## [Opdracht 1]
Hoeveel procent hebben de G4 in 2010 volgens de raadsvragen over duurzame inkoop gemiddeld duurzaam ingekocht?
## [Opdracht 2]
Schrijf het vervolg van de raadsvragen over duurzame inkoop door de gemeente Den Haag, aansluitend op de laatste vraag.

## [Fragment]
<<<<

Raads­vragen Duurzame inkoop door de Gemeente Den Haag


Indiendatum: nov. 2011

De Vereniging van Nederlandse Gemeenten heeft zich in het in 2007 met het Rijk gesloten Klimaatakkoord gecommitteerd aan het streven om in 2010 75% van hun inkoop duurzaam te laten plaatsvinden. Vanaf 2015 is de ambitie 100% duurzame inkoop. De gemeente Den Haag heeft deze afspraken overgenomen in haar concerninkoopbeleid (RIS 160600).

Door duurzaam in te kopen geeft de gemeente het goede voorbeeld aan de Haagse bewoners en ondernemers en geeft zij de markt voor duurzame producten een krachtige impuls. Uit berekeningen blijkt dat de gezamenlijke overheden (Rijk, provincies, gemeenten en waterschappen) jaarlijks meer dan 60 miljard euro uitgeven aan inkoop van goederen, werken en diensten. Bij duurzaam inkopen valt te denken aan duurzame dienstauto’s energiezuinige (openbare) verlichting en kantoorapparatuur.

Onder verwijzing naar artikel 38 van het reglement van orde stellen D66 en de Partij voor de Dieren de volgende vragen:

Uit de Monitor Duurzaam Inkopen 2010 in opdracht van het ministerie van Infrastructuur en Milieu blijkt dat de G4 in 2010 gemiddeld 88,8% duurzaam hebben ingekocht. Gegevens voor afzonderlijke gemeente zijn niet in het rapport opgenomen.

1. Is het gelukt om in 2010 voor 75% van de aankopen duurzaamheidcriteria zo zwaar mogelijk te laten meewegen (RIS 169127)? Zo ja, wat is de ambitie van het college voor dit jaar? Zo neen, waar lag dat aan en voor welk percentage is het dan wel gelukt?

2. Is het gelukt daarbij de duurzaamheidscriteria zo zwaar mogelijk te laten meewegen (RIS169127)? Zo ja, op welke wijze is dit gedaan en kan het college een voorbeeld noemen? Zo nee, waarom niet?

3. Verwacht het college de ambitie van 100% duurzame inkoop in 2015 te halen? Zo nee, waarom niet?

4. Welke knelpunten ervaart de gemeente op dit moment bij de duurzame inkoop?

>>>>

## [Getoonde gegevens]

<<<<

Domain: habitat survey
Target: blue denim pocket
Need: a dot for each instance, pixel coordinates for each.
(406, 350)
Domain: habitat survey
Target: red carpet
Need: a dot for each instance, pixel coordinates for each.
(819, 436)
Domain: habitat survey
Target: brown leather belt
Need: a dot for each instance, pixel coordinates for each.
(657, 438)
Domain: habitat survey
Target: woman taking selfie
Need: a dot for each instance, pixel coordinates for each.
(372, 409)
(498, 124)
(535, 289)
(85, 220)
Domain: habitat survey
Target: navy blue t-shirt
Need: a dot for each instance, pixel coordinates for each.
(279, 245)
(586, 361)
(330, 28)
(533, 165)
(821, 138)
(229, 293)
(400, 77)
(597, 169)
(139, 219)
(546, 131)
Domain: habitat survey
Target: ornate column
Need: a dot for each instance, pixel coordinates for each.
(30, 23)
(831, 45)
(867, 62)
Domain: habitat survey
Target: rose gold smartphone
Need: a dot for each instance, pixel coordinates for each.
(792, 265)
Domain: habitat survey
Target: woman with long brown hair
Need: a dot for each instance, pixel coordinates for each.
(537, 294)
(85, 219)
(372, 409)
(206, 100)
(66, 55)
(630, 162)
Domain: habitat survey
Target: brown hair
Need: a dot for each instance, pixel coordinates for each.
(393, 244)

>>>>
<<<<

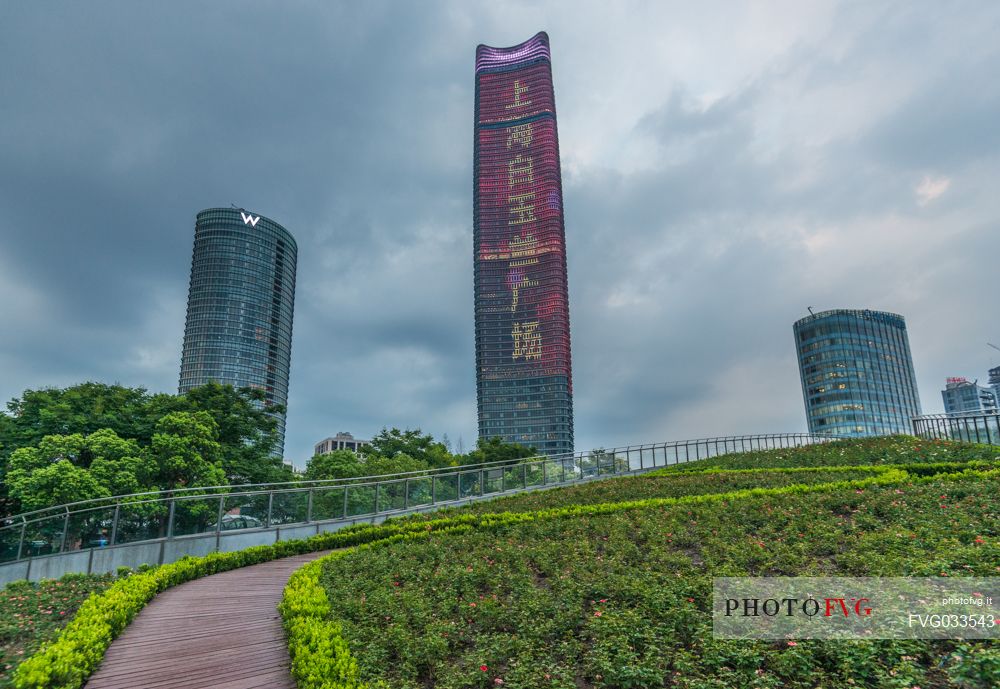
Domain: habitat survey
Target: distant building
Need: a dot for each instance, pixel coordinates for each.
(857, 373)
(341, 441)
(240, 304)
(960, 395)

>>>>

## [Uitwerking 1]
Gemiddeld 88,8%.

## [Uitwerking 2]
5. Is het college bereidt haar duurzame inkoopbeleid te evalueren en zo ja, wanneer?

6. In de Monitor staat op pagina 31 bij de inkoop van kantoormeubilair het percentage van 0. Hoe verklaart het college dit? Is het college bereid een beleidsinspanning te leveren om dit percentage te verhogen? Zo ja, op welke wijze en termijn? Zo neen waarom niet?

7. Ook de uitbesteding van mobiele werktuigen kent een score van 0 (pagina 33). Deze categorie voertuigen zorgt juist voor relatief veel lokale luchtverontreiniging (o.a. uitstoot fijn stof). Hoe verklaart het college dit? Is het college bereid een beleidsinspanning te leveren om dit percentage te verhogen? Zo ja, op welke wijze en termijn? Zo neen waarom niet?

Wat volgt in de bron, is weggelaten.